Material for the task section start

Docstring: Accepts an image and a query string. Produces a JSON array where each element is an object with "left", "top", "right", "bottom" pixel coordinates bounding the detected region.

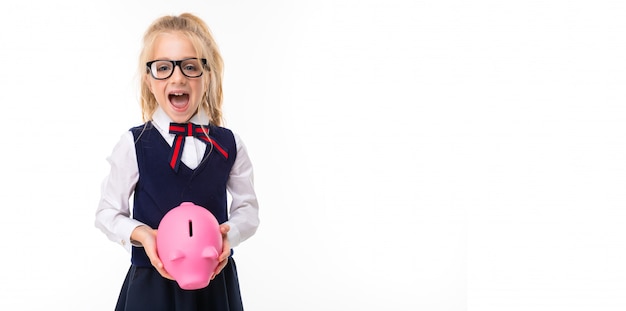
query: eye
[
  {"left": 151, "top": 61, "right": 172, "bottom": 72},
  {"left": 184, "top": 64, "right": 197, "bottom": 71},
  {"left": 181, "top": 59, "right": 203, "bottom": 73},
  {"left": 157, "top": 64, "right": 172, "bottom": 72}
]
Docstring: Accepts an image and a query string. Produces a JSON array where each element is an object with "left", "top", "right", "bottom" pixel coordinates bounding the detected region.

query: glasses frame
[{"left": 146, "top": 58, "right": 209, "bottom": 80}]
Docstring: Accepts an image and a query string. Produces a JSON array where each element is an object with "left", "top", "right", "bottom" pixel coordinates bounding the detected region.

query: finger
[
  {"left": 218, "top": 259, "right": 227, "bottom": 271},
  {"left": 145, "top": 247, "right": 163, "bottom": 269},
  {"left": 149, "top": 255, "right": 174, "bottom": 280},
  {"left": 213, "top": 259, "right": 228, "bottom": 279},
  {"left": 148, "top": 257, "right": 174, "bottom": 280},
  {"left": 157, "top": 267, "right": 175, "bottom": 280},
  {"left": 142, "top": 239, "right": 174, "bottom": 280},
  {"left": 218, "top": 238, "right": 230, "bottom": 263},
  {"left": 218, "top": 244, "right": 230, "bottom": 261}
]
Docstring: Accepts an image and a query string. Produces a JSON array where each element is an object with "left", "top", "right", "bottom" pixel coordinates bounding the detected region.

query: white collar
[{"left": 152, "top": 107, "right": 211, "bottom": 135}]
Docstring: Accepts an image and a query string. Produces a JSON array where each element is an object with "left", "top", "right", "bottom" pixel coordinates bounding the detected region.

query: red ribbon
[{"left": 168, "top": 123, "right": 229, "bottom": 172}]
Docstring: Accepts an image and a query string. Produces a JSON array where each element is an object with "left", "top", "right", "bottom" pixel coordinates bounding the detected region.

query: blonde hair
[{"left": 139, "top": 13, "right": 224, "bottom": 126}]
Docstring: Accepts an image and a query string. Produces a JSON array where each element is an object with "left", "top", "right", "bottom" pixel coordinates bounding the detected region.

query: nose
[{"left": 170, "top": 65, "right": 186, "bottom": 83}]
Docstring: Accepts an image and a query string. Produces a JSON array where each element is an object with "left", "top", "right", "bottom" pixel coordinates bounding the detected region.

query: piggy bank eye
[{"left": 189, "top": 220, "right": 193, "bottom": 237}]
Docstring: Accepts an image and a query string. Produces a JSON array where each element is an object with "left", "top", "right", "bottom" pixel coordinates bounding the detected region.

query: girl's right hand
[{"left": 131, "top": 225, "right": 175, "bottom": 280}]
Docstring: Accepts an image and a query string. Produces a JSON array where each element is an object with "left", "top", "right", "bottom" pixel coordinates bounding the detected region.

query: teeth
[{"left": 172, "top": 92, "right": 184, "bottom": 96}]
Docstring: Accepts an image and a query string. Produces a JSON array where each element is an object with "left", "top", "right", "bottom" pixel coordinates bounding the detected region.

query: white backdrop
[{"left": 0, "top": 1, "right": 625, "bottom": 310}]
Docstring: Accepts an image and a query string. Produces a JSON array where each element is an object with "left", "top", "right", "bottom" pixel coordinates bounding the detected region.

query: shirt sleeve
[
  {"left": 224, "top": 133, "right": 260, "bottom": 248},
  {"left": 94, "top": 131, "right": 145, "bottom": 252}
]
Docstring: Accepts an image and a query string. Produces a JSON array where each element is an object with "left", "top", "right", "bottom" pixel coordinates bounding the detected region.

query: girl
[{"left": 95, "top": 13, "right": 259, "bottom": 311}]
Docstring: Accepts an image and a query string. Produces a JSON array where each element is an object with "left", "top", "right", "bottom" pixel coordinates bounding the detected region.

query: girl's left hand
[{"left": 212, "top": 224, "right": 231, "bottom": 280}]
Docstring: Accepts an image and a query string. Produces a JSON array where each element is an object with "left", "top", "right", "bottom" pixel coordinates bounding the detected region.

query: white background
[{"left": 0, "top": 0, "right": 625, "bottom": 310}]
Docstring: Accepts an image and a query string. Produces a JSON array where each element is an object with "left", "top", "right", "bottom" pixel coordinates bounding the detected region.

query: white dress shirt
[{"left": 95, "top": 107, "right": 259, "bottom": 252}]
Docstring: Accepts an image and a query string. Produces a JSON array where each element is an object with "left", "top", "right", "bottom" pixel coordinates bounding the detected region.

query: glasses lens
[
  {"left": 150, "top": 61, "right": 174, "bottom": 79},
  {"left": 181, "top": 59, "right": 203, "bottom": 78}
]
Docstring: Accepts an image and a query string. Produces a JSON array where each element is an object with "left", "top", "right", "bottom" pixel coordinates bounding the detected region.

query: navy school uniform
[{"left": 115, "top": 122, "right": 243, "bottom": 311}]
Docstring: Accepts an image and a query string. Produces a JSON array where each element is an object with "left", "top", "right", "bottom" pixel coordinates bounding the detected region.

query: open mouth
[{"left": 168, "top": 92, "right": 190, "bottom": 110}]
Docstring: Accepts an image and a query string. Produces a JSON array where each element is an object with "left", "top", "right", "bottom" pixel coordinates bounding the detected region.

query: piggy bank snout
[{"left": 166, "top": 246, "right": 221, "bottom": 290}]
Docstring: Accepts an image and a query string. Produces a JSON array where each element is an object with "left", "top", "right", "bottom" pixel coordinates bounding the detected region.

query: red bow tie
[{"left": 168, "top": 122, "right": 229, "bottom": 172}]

Material for the task section end

:: Your objective ::
Leave out the pictures and set down all of the data exactly.

:: Result for this task ::
Docstring: Accepts an image and a query string. Produces a JSON array where each element is an object with "left", "top", "right", "bottom" pixel coordinates bounding the detected region.

query: eye
[
  {"left": 151, "top": 61, "right": 172, "bottom": 72},
  {"left": 184, "top": 64, "right": 197, "bottom": 71},
  {"left": 181, "top": 59, "right": 203, "bottom": 73},
  {"left": 157, "top": 64, "right": 172, "bottom": 72}
]
Docstring: Accepts an image and a query string. Produces a JSON array where each element is an object with "left", "top", "right", "bottom" pixel coordinates bounding the detected region.

query: glasses frame
[{"left": 146, "top": 58, "right": 209, "bottom": 80}]
Docstring: Accepts an image and a query string. Produces a JSON array where each element is an object with "left", "top", "right", "bottom" pixel coordinates bounding the detected region.

query: finger
[
  {"left": 218, "top": 259, "right": 227, "bottom": 271},
  {"left": 145, "top": 247, "right": 163, "bottom": 269},
  {"left": 149, "top": 255, "right": 174, "bottom": 280},
  {"left": 213, "top": 259, "right": 228, "bottom": 279},
  {"left": 148, "top": 257, "right": 174, "bottom": 280},
  {"left": 157, "top": 267, "right": 175, "bottom": 280},
  {"left": 142, "top": 239, "right": 174, "bottom": 280},
  {"left": 218, "top": 238, "right": 230, "bottom": 263},
  {"left": 218, "top": 244, "right": 230, "bottom": 261}
]
Docstring: Accepts an image and a query string. Produces a JSON array where each element is an object with "left", "top", "right", "bottom" pixel coordinates bounding the detected region.

query: white collar
[{"left": 152, "top": 107, "right": 211, "bottom": 135}]
Docstring: Accepts an image and a query string. Produces a JSON array where each element is an object with "left", "top", "right", "bottom" pixel coordinates bounding the detected region.

query: red ribbon
[{"left": 168, "top": 123, "right": 229, "bottom": 172}]
Docstring: Accepts an image and a query string. Produces a JSON array where each element is an object with "left", "top", "right", "bottom" pixel coordinates bounding the detected region.

query: blonde hair
[{"left": 139, "top": 13, "right": 224, "bottom": 126}]
Docstring: Accepts an image and a query string. Produces a JSON array where each element is an object with "left", "top", "right", "bottom" pixel coordinates bounding the detected region.

query: nose
[{"left": 170, "top": 65, "right": 186, "bottom": 83}]
Docstring: Accepts an image and a query string. Produces a JSON array where each element is an object with "left", "top", "right", "bottom" pixel coordinates bounding the detected region.

query: piggy bank eye
[{"left": 189, "top": 220, "right": 193, "bottom": 237}]
Docstring: Accepts an image and a query string. Produces a JSON array where each element is an object with "left", "top", "right", "bottom" pixel coordinates bounding the detected region.

query: girl's right hand
[{"left": 131, "top": 225, "right": 175, "bottom": 280}]
Docstring: Accepts an image and a query string. Produces a JSON array where each element is an object with "left", "top", "right", "bottom" pixel coordinates bounding the detected region.

query: teeth
[{"left": 172, "top": 92, "right": 184, "bottom": 96}]
Docstring: Accepts an image and a query string. Produces a JSON array where each element is an object with "left", "top", "right", "bottom" pixel coordinates bounding the detected region.

query: white backdrop
[{"left": 0, "top": 1, "right": 625, "bottom": 310}]
Docstring: Accepts an image and a query string. Produces a JSON array where each element is an object with "left", "top", "right", "bottom" pixel coordinates bounding the detected region.

query: shirt sleeve
[
  {"left": 224, "top": 133, "right": 260, "bottom": 248},
  {"left": 94, "top": 131, "right": 145, "bottom": 252}
]
Docstring: Accepts an image and a query string. Produces a JSON array where each element is an object with "left", "top", "right", "bottom" pixel coordinates bounding the detected region.

query: girl
[{"left": 95, "top": 13, "right": 259, "bottom": 311}]
Docstring: Accepts an image and a query string. Produces a JSON array where each element is an object with "left", "top", "right", "bottom" pixel coordinates bounding the detected region.

query: girl's left hand
[{"left": 212, "top": 224, "right": 231, "bottom": 280}]
Docstring: Accepts an image and a query string. Produces a JSON array where each element is an object with "left", "top", "right", "bottom" pixel coordinates bounding the detected region.

query: white background
[{"left": 0, "top": 0, "right": 625, "bottom": 310}]
Docstring: Accepts an image and a query string. Produces a JSON array where each element is an object with "left", "top", "right", "bottom" pixel coordinates bounding the detected region.

query: white dress shirt
[{"left": 95, "top": 107, "right": 259, "bottom": 252}]
Docstring: Accepts an image and a query string. Produces a JSON array where each element is an object with "left", "top", "right", "bottom" pixel coordinates bounding the detected region.

query: glasses lens
[
  {"left": 150, "top": 61, "right": 174, "bottom": 79},
  {"left": 181, "top": 59, "right": 203, "bottom": 78}
]
Docstring: Accepts an image and a query string. Produces a JSON array where each element is an object with "left", "top", "right", "bottom" pixel coordinates bounding the detected region.

query: navy school uniform
[{"left": 115, "top": 122, "right": 243, "bottom": 311}]
Docstring: Accepts an image and a query string. Produces a JSON array where each element is an object with "left", "top", "right", "bottom" pixel coordinates bounding the detected region.

query: open mouth
[{"left": 168, "top": 92, "right": 190, "bottom": 110}]
Docstring: Accepts an image and a query string. Produces a JSON array where each element is an object with "left", "top", "right", "bottom" pixel coordinates bounding the detected region.

query: piggy bank snout
[{"left": 166, "top": 246, "right": 221, "bottom": 290}]
Docstring: Accepts an image and a query string. Produces a JSON array where each element is an object with "left", "top", "right", "bottom" pixel coordinates bounding the detected region.

query: red bow tie
[{"left": 168, "top": 122, "right": 229, "bottom": 172}]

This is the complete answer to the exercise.